• **What you need to do**
Please restate the entire listing verbatim.

• **Data for analysis**
• • • • •

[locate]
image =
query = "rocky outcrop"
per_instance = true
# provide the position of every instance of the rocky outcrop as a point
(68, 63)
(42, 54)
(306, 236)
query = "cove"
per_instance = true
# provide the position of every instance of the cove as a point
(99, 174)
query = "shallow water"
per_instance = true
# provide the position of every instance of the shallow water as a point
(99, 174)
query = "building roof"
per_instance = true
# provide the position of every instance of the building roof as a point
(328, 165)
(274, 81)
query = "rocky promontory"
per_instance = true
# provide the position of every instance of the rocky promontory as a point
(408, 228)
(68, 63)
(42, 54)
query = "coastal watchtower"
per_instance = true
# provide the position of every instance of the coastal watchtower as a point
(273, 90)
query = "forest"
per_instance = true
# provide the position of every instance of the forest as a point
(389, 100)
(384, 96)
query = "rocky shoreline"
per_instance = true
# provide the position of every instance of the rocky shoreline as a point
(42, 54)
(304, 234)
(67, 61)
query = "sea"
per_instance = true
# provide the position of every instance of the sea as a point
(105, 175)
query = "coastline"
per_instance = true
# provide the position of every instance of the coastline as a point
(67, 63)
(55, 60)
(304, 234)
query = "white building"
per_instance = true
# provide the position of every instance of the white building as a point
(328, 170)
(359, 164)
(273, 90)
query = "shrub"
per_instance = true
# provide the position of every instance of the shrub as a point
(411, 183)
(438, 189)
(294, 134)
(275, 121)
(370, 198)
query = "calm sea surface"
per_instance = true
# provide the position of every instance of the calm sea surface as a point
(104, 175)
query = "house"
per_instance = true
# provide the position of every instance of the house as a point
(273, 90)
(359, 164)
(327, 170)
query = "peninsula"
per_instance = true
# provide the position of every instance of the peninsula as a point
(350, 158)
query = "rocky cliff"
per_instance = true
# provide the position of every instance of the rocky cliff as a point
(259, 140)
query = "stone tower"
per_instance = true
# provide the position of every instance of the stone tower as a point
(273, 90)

• • • • •

• **Answer to the exercise**
[locate]
image =
query = "rocky outcrop"
per_instance = true
# provide the position of every instance of the rocky outcrop as a point
(68, 63)
(42, 54)
(306, 236)
query = "cove"
per_instance = true
# provide the position of every instance of the cove as a point
(99, 174)
query = "shallow water"
per_instance = true
# provide the position of every instance of the shallow water as a point
(99, 174)
query = "building roof"
per_instance = true
# provide the position of every instance of the building roof as a point
(328, 165)
(274, 81)
query = "rocky promontory"
per_instance = true
# provide the position of every instance of the rocky promontory as a point
(408, 228)
(68, 63)
(42, 54)
query = "coastal watchtower"
per_instance = true
# provide the position of every instance of the coastal watchtower as a point
(273, 90)
query = "forest"
per_instance = true
# provide the position of every instance of the forest as a point
(389, 100)
(384, 96)
query = "rocky shoreline"
per_instance = true
# provide the position of every instance of the rocky shoreline as a point
(42, 54)
(304, 234)
(67, 61)
query = "sea"
per_instance = true
# provide the position of every instance of the sea as a point
(105, 175)
query = "coastline"
per_instance = true
# provide the position of every instance of the coastline as a point
(67, 63)
(55, 60)
(304, 234)
query = "white building"
per_instance = true
# provide the position of every instance of the white building as a point
(328, 170)
(359, 164)
(273, 90)
query = "shrub"
per_instance = true
# provide the position of every instance of the shrub as a point
(411, 183)
(438, 189)
(294, 134)
(275, 121)
(370, 198)
query = "calm sea surface"
per_instance = true
# provide the position of every instance of the calm sea surface as a point
(104, 175)
query = "house"
per_instance = true
# provide the position of every instance of the house as a point
(273, 90)
(359, 164)
(327, 170)
query = "peninsula"
per_instance = true
# provide the position of every instance of the peninsula as a point
(350, 158)
query = "rocky cliff"
per_instance = true
# provide the position of every instance of the rocky cliff as a point
(259, 140)
query = "stone tower"
per_instance = true
# provide the position of every instance of the stone tower as a point
(273, 90)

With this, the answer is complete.